▶ _Excerpted passage_:
========

I think if the household contacts have surface antibody through vaccination, they are protected even if they get exposed. I would not keep checking, and then if for whatever reason they either are anti-vaccine or they are a non-responder then I think once or twice a year is reasonable.
 
Dr Caran Cheung
 
Thanks for that. It is important to remember that Medicare does cover at the HPV DNA testing once a year for patients not on treatment. The ones who are being monitored for the hep B and people who are on an antiviral treatment for hep B, they are entitled to it four times a year. The Medicare is a bit specific though, like a 365-day thing. If you order it one day too early, they do charge the patient. In terms of the initial assessment, it is important to think about when to refer for specialist advice or specialist care, but vast majority of people with chronic hepatitis B are managed in primary care actually, and only a very small number need to be referred. These are the situations in which we might consider referral. Anyone with acute hep B infection, anyone with co-infection because that is quite complex, anyone with HIV, hepatitis C or hepatitis D virus co-infection, anyone who is pregnant we would like to refer early in their pregnancy care in the first trimester, and anyone who is immunosuppressed, anyone who has ever been treated with any different hep B medications before. In Australia, the commonly used ones entecavir and tenofovir are available on PBS, but there are some people from other countries, I have had some patients who are Indonesian, for example, and they have been on lamivudine, which is a very old antiviral medication that we used to use for hep B treatment decades ago, and that has been associated with some increased resistance. We are worried about resistance, and also we would like to know about the history of antiviral use, and what the results have been like. In that situation, it is a bit more complex we would like to refer and if we are suspecting any a liver mass say, for example, you have done a liver ultrasound and it says there is a 1 cm mass and it does not really know what it is, then anything like that needs a really urgent referral to a specialist. Anyone with cirrhosis. Anyone with end stage liver disease should be referred to a specialist. And Ken, do you have anything else to add to that list, any other referral criteria?

========

▶ _Data under study_:
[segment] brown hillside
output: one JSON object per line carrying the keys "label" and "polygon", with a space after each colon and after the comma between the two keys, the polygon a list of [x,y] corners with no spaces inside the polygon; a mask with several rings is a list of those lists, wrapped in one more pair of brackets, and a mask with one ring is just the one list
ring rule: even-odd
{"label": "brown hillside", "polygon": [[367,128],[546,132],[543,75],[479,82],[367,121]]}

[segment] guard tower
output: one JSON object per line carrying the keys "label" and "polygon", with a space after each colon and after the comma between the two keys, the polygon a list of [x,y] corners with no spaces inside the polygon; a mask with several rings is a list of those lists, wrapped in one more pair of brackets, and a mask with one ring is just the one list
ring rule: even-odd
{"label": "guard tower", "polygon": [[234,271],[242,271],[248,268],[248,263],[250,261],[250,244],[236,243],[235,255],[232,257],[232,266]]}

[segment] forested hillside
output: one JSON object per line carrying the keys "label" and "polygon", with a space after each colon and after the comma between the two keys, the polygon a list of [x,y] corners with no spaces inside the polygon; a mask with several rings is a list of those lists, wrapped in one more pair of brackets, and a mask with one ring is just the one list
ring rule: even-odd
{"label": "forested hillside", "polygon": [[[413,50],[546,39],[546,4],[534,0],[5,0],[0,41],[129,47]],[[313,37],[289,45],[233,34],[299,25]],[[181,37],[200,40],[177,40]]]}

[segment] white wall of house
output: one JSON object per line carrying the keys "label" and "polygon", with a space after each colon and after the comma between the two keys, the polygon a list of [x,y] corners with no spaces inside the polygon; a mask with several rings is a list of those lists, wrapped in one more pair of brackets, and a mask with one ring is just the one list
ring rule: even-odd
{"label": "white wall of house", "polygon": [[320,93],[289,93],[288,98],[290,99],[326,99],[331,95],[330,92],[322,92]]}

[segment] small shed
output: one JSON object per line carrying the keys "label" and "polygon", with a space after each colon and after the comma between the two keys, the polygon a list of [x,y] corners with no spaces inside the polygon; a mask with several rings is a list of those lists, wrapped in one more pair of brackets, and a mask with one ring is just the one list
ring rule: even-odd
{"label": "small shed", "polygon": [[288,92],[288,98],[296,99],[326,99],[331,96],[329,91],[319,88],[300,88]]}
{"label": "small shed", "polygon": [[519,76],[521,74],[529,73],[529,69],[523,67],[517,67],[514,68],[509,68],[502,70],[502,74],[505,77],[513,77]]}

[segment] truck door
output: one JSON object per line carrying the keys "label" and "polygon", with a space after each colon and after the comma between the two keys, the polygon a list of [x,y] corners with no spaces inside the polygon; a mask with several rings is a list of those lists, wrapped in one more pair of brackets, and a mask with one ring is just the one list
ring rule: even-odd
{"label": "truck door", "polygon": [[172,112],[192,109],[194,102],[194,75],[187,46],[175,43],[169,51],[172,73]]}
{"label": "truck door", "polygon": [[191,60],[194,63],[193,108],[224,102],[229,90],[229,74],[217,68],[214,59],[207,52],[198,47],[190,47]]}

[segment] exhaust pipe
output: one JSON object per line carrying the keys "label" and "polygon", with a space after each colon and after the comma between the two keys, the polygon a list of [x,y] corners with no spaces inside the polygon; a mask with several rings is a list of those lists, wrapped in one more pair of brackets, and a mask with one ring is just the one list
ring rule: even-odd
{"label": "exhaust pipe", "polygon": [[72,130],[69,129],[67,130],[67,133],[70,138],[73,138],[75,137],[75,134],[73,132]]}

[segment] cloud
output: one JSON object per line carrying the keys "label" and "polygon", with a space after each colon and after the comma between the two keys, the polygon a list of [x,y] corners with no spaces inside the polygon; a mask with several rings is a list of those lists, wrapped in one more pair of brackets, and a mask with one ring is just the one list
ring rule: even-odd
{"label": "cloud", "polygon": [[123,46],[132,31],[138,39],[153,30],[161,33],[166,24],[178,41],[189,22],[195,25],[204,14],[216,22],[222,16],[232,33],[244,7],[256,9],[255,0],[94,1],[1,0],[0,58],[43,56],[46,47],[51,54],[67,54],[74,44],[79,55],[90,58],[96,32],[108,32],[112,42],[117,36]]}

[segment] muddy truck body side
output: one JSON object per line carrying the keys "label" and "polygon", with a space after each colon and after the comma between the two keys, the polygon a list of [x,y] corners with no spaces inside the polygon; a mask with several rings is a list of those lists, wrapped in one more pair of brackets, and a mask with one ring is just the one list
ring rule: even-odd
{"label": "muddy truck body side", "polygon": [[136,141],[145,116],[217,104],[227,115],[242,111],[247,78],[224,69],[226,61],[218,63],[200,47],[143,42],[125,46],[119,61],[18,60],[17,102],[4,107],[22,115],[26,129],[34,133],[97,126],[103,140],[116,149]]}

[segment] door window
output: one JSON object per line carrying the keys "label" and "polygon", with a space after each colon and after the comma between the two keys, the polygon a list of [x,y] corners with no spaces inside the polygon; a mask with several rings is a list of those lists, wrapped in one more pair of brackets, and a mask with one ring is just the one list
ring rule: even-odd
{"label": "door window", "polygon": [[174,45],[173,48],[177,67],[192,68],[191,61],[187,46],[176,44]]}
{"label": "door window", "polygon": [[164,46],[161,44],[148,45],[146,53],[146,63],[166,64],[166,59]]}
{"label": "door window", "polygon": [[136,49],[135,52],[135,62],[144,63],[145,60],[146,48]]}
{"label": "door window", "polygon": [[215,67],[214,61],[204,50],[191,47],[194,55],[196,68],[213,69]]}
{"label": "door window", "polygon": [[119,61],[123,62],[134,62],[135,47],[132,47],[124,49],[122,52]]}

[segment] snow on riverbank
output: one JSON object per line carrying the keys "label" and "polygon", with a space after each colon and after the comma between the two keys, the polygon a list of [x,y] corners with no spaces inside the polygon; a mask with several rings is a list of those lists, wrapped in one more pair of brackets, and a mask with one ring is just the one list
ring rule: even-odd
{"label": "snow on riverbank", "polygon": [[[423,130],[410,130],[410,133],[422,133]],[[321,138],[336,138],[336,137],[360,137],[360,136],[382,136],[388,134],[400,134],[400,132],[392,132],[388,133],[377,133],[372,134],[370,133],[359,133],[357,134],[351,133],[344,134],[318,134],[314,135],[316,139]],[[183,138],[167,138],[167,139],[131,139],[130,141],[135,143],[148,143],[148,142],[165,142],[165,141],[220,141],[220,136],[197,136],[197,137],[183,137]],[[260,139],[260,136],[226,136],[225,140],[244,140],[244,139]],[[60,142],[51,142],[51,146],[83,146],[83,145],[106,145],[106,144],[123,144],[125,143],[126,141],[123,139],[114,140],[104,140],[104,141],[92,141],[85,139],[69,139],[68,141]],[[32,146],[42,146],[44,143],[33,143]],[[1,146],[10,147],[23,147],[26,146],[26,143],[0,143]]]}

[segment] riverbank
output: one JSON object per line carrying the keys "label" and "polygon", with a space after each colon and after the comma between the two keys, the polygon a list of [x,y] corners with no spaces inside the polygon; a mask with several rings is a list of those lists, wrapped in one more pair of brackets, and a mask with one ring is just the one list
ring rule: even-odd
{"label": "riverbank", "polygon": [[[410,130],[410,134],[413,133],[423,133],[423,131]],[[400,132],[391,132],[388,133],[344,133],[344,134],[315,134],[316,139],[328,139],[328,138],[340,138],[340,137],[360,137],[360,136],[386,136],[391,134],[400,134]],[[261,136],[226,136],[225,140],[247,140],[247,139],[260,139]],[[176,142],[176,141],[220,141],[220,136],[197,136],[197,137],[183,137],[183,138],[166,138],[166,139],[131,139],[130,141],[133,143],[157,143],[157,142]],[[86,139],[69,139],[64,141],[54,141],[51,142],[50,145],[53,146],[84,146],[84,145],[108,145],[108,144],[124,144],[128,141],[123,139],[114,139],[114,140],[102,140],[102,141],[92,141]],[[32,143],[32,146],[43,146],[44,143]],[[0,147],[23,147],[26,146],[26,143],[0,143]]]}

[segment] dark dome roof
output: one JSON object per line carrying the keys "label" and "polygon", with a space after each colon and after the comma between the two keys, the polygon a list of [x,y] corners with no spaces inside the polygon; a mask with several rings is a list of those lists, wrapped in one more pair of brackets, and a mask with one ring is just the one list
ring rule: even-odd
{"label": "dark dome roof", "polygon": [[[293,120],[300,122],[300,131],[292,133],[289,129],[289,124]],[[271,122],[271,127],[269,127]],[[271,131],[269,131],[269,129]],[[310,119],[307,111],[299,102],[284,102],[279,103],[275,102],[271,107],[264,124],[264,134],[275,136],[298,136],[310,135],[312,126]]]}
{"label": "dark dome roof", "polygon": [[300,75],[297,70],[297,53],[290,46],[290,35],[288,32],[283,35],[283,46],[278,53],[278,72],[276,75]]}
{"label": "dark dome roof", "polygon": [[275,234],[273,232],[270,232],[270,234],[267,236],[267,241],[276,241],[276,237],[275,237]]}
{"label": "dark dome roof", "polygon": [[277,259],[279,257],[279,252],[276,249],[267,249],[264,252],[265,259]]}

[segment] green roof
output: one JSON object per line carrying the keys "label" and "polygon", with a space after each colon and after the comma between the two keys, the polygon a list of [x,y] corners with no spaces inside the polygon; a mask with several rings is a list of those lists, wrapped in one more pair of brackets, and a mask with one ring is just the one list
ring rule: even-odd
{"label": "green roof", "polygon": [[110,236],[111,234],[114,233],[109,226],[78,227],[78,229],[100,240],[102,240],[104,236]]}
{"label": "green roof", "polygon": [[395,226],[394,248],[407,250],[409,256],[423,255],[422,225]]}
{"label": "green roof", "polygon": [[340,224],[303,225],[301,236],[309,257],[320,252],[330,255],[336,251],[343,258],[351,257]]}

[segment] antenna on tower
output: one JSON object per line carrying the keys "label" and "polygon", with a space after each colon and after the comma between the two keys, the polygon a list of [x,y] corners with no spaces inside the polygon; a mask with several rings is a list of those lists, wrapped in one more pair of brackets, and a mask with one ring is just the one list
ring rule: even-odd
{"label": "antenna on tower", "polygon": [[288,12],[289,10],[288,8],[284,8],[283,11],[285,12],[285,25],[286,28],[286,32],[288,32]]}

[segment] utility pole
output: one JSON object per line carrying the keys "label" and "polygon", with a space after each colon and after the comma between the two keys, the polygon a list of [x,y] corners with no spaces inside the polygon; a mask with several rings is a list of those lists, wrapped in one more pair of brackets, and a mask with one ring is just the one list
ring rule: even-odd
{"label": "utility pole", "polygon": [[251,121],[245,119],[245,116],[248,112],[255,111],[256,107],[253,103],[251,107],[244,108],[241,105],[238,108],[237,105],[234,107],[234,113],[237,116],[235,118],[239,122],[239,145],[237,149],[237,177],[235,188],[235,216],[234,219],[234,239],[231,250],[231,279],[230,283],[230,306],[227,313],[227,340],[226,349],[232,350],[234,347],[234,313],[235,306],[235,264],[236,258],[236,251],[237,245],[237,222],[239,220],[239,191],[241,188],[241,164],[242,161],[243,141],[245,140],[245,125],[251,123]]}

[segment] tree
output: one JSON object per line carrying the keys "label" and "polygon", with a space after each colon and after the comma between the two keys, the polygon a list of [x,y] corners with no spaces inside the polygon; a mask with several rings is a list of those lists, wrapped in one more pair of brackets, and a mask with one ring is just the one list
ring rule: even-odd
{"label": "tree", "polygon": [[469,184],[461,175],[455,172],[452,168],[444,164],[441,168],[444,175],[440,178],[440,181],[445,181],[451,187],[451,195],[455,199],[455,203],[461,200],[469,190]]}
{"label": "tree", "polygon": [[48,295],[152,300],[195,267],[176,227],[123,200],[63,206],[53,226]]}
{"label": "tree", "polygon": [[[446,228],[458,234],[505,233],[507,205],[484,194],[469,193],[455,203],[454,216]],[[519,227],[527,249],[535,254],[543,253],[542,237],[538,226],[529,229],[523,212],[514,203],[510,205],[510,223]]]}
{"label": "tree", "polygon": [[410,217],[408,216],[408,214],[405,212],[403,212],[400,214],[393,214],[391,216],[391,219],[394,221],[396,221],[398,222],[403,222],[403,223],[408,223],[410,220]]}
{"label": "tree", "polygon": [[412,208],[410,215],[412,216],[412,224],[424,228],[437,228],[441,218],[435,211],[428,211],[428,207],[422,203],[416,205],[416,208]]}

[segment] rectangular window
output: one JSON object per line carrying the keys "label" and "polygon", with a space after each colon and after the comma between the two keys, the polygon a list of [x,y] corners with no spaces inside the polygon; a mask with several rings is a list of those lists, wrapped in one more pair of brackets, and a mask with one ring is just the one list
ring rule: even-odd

========

▶ _Exercise requirements_:
a: In the hepatitis B discussion, at what stage of pregnancy should a pregnant patient with hepatitis B be referred?
b: Continue the hepatitis B discussion from the point where it stops.

▶ _Answers for this exercise_:
a: Early in their pregnancy care, in the first trimester.

b:
 
A/Prof Ken Liu
 
No, that covers it, but I think it would be useful for me if you pick up a mass on an ultrasound, then do not send the patient to me with an ultrasound like order a multiphase CT scan. Then it is like one step along and I can bring that scan to an MDT, whereas, it just it just hastens things if that happens.
 
Dr Caran Cheung
 
We order a four phase CT scan of the liver with a portal venous phase, arterial phase. I forgot the other phases.
 
A/Prof Ken Liu
 
Third phase in a non-contrast. You do not even need to know it is quad phase, just write multiphase CT. Most radiology places will do four phases.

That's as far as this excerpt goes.